- EXERCISE OBJECTIVE
Among the entries below, find each line with "dark" and show it.

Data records
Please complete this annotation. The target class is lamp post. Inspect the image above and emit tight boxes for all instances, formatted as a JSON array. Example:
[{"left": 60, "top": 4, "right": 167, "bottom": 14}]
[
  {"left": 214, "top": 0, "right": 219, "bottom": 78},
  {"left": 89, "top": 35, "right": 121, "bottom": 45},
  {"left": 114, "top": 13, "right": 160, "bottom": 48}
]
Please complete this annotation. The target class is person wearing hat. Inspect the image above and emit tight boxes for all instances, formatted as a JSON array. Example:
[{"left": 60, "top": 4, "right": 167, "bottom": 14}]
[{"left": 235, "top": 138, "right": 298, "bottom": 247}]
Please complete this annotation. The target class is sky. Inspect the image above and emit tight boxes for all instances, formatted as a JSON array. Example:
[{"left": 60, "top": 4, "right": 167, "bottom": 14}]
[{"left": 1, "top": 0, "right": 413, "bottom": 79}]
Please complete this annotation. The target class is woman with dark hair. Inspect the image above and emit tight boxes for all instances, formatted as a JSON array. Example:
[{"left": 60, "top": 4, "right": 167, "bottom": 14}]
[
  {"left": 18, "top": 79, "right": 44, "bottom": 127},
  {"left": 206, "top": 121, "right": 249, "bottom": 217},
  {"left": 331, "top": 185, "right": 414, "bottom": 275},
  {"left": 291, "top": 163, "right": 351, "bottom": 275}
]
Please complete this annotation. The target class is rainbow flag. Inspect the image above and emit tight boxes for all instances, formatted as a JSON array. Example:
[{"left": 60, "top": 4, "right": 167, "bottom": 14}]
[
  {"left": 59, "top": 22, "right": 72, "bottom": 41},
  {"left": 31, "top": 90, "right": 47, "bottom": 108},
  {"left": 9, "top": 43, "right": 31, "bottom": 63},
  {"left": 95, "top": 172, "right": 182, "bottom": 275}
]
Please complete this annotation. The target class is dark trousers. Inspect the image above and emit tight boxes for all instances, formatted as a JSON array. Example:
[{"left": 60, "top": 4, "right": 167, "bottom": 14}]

- RESPONSE FOR THIS EXERCISE
Please complete this annotation. The target class is woman with dark hair. Inspect the image above and emit tight boxes for all instances, formatted as a JSON array. Example:
Please complete this annotation. The target class is dark trousers. Inspect the image above and emit tight boxes for all instances, formatted as a JSON array. Example:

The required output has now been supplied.